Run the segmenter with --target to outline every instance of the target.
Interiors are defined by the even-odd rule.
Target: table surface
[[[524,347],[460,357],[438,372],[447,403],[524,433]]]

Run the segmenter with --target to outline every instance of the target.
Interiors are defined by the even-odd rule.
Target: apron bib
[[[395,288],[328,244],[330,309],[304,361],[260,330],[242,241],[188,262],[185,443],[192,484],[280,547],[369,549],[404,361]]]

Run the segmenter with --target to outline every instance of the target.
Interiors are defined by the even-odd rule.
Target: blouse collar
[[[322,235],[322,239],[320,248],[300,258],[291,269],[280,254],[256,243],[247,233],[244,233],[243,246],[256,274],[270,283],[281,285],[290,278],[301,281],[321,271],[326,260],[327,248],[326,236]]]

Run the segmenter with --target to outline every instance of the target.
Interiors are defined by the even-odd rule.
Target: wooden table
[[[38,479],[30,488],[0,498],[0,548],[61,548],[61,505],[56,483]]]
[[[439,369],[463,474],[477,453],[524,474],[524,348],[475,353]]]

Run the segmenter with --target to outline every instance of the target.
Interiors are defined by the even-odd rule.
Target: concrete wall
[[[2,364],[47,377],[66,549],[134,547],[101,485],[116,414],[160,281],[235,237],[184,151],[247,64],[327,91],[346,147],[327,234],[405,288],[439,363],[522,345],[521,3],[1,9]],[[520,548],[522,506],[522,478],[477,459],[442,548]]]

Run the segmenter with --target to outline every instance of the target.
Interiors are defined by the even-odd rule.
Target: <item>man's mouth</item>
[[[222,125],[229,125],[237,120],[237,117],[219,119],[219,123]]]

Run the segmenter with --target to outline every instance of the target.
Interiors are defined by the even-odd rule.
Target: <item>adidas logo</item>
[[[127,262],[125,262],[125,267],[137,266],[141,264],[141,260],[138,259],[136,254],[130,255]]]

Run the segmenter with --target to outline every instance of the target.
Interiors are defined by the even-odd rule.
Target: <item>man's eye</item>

──────

[ABOUT THIS TASK]: Set down the listing again, exactly.

[TASK RESULT]:
Run the segmenter with --target to outline every instance of the target.
Interiors are defined by the even-odd rule.
Target: table surface
[[[524,347],[460,357],[438,372],[447,403],[524,433]]]

Run the segmenter with --target to outline every instance of the target.
Interiors are defined by the even-odd rule.
Target: apron bib
[[[395,288],[328,244],[330,309],[304,361],[260,330],[242,241],[188,262],[185,443],[192,484],[280,547],[369,549],[404,361]]]

Run the segmenter with --target to outline every instance of the target.
Interiors are defined by the even-odd rule.
Target: blouse collar
[[[322,235],[322,239],[320,248],[300,258],[291,269],[280,254],[256,243],[247,233],[244,233],[243,246],[256,274],[270,283],[281,285],[290,278],[301,281],[321,271],[326,260],[327,248],[326,236]]]

Run the segmenter with --target to outline every instance of the target.
Interiors are defined by the even-odd rule.
Target: wooden table
[[[38,479],[30,488],[0,498],[0,548],[61,548],[61,505],[56,483]]]
[[[439,369],[463,474],[477,453],[524,474],[524,348],[475,353]]]

Run the segmenter with --target to outline every instance of the target.
Interiors are defined by the even-odd rule.
Target: concrete wall
[[[2,364],[47,377],[66,549],[134,547],[101,485],[116,414],[160,281],[235,237],[184,151],[247,64],[327,91],[346,147],[327,234],[405,288],[439,363],[522,345],[521,3],[1,9]],[[520,548],[522,506],[522,478],[477,459],[442,548]]]

Run the segmenter with --target to outline every instance of the target.
Interiors are defined by the even-odd rule.
Target: <item>man's mouth</item>
[[[222,125],[229,125],[237,120],[237,117],[219,119],[219,123]]]

Run the segmenter with --target to outline every instance of the target.
Interiors are defined by the even-odd rule.
Target: <item>adidas logo</item>
[[[127,262],[125,262],[125,267],[137,266],[141,264],[141,260],[138,259],[136,254],[130,255]]]

Run the segmenter with --target to outline every instance of the target.
Interiors are defined by the even-odd rule.
Target: <item>man's eye</item>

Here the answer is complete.